In Coffin’s class, students also use Google Scholar and other resources to see what sorts of papers a scientific source has written, how much they’ve been published and what universities or research groups they’re associated with.

“If you see someone suspicious in a certain area, you can use that resource and see their work,” she said.

It’s also good to look up the research institutions or agencies and do a little digging on the scope of their work and potential bias, she added.

Politics: The elephant in the room

Of course, the elephant in the room for all online fact-checking is in the political sphere. Politics on the internet have become so polarized and polarizing that even questioning the validity of stories or sources can lead to emotional outbursts and anger.

“The polarization is an elite-driven phenomenon that taps into grass-roots dissatisfaction,” Caulfield said. “People take their cues from the media they read. And it really does move their opinions. People build relationships with media, and as that media drifts to the poles based on the economics of the web, the readership tends to move with it.”

And of course those divisions in our society span far beyond just the internet, even as the internet is currently working as a tool to enhance those divisions.

“It’s really much deeper than the web,” Caulfield said. “The web is fuel on the fire. But we’re looking at a 40-year decline of trust in institutions in this country. When we look at it through that lens, if you have a lot of distrust in institutions — and a lot of that distrust is reasonable — and then you’re met with a media environment that lets you be your own publisher? It’s the combination of those things that are deadly.”

The media landscape has changed so dramatically in the past 20 years with the growth of the internet that it’s almost unrecognizable — with a host of news options, both real and fake, for almost any viewpoint. And that’s also leading to the confusion and isolation of sectors of the public.

_MATERIAL PROVIDED_

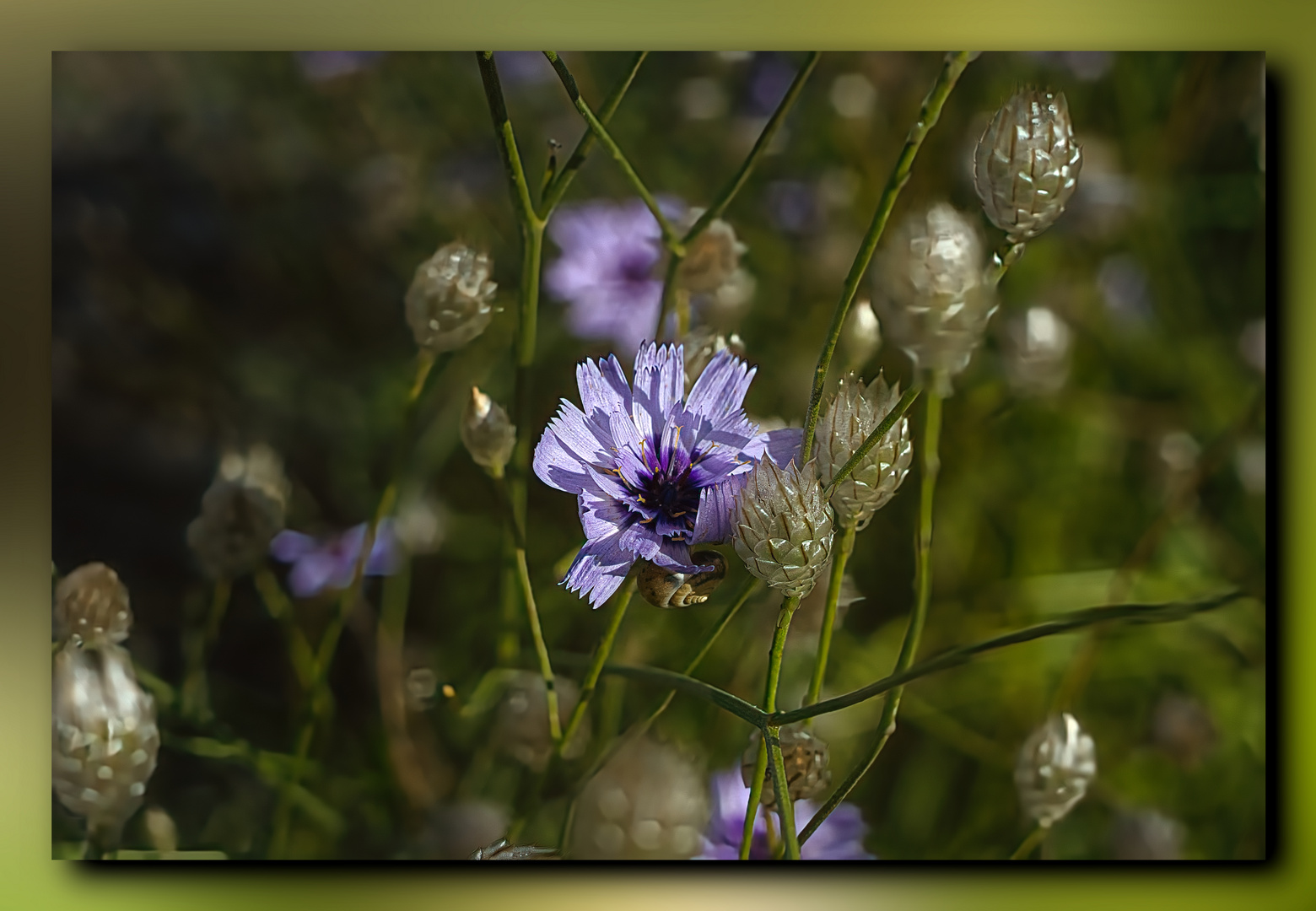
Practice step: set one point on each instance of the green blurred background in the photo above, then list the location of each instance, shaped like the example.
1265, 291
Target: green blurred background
233, 234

_TO BE DONE_
a) Print the part of the fact-checking passage that opens with the words containing "In Coffin’s class, students" and closes with "they’re associated with.".
b) Render this sentence from the fact-checking passage in French: "People take their cues from the media they read."
The data were drawn from a separate source.

_TASK-BY-TASK OUTPUTS_
a)
In Coffin’s class, students also use Google Scholar and other resources to see what sorts of papers a scientific source has written, how much they’ve been published and what universities or research groups they’re associated with.

b) Les gens prennent leurs repères dans les médias qu'ils lisent.